::: Input records :::
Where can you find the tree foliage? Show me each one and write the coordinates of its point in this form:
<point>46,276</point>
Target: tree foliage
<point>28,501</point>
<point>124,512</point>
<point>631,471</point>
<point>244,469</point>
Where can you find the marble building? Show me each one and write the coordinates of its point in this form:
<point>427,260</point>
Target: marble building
:::
Copy the lines above exactly, beginning at the line that has "Target: tree foliage" and stopping after the line that has "<point>427,260</point>", and omit the rest.

Target: tree foliage
<point>28,501</point>
<point>124,512</point>
<point>631,471</point>
<point>244,469</point>
Where can you find the marble building? Show me each one and write the coordinates of its point in this form:
<point>427,260</point>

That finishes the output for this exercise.